## [WHAT TO DO]
Quote verbatim the lines below, from the line containing "each like (114,436)." through the final line, and nothing else.
.....
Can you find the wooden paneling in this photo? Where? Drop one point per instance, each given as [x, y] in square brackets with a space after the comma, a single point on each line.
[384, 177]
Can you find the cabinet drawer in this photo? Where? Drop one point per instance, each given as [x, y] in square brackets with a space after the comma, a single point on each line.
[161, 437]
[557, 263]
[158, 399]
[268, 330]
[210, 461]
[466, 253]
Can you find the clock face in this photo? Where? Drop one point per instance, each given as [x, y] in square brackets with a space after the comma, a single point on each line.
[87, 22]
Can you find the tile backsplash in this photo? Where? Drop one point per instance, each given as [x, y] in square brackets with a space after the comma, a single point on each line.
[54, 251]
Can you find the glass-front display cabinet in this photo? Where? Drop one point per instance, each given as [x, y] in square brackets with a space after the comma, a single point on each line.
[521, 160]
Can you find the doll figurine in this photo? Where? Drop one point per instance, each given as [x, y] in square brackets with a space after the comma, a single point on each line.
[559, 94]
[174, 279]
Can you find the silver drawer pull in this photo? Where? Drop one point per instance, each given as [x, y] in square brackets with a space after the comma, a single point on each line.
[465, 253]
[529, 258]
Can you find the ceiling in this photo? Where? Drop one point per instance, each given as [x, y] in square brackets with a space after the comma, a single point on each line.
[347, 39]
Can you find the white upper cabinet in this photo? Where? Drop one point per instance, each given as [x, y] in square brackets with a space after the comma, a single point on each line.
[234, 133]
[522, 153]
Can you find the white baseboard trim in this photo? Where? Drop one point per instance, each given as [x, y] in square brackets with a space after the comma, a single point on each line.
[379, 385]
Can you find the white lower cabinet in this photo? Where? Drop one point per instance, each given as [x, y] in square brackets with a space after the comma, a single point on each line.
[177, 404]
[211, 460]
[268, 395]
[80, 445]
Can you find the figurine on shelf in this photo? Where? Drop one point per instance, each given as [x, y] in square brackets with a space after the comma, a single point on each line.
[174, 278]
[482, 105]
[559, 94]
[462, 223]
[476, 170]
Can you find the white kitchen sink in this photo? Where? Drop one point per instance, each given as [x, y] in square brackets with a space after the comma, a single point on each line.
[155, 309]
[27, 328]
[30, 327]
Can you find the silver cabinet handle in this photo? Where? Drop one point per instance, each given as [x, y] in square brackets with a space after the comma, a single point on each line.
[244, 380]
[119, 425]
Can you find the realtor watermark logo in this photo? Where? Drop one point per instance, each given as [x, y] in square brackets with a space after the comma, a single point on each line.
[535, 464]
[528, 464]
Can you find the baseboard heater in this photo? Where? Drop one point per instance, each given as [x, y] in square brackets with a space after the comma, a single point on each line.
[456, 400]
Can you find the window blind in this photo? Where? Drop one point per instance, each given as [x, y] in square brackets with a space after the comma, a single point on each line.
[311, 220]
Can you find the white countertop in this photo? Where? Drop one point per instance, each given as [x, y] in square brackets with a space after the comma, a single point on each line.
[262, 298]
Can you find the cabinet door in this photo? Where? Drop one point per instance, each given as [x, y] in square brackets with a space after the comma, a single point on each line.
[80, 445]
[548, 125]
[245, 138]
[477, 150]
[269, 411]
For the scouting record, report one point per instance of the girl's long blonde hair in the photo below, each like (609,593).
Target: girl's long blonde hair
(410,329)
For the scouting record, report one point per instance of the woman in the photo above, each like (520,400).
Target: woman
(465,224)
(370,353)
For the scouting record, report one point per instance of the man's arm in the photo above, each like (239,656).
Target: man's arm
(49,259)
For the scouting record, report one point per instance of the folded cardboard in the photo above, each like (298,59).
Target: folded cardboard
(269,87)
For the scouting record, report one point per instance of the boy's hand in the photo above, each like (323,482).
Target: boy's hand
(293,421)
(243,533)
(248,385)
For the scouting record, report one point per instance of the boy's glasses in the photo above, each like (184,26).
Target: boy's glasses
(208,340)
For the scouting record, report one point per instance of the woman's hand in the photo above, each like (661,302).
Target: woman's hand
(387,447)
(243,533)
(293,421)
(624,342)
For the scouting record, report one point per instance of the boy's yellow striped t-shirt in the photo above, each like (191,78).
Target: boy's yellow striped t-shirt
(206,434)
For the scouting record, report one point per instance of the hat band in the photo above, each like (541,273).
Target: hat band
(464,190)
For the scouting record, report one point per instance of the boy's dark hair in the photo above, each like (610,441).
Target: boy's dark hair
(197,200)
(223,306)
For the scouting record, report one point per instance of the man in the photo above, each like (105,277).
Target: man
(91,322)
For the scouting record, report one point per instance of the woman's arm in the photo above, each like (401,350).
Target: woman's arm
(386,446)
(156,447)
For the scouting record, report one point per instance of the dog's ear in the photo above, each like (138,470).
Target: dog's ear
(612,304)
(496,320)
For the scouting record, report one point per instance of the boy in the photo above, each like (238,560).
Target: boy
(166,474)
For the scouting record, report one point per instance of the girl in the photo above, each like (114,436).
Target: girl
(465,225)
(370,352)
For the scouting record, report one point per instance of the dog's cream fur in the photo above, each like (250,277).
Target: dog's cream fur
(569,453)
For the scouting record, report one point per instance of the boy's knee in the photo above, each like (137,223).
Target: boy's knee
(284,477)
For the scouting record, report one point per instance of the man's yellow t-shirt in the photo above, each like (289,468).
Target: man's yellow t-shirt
.....
## [RESPONSE TO THIS TASK]
For the scouting record, report one point per instance of the girl in the photo above, each like (114,436).
Target: girl
(465,225)
(370,352)
For the scouting record, report one point per instance of the dog's cream fur in the photo above, each like (250,277).
Target: dog's cream fur
(569,453)
For the scouting record, report one point per instance of the boy's knee in the photo above, each like (137,223).
Target: boy's knee
(284,477)
For the scouting record, report one point per instance of the man's yellow t-shirt in the photo above, each like (289,468).
Target: man's yellow t-shirt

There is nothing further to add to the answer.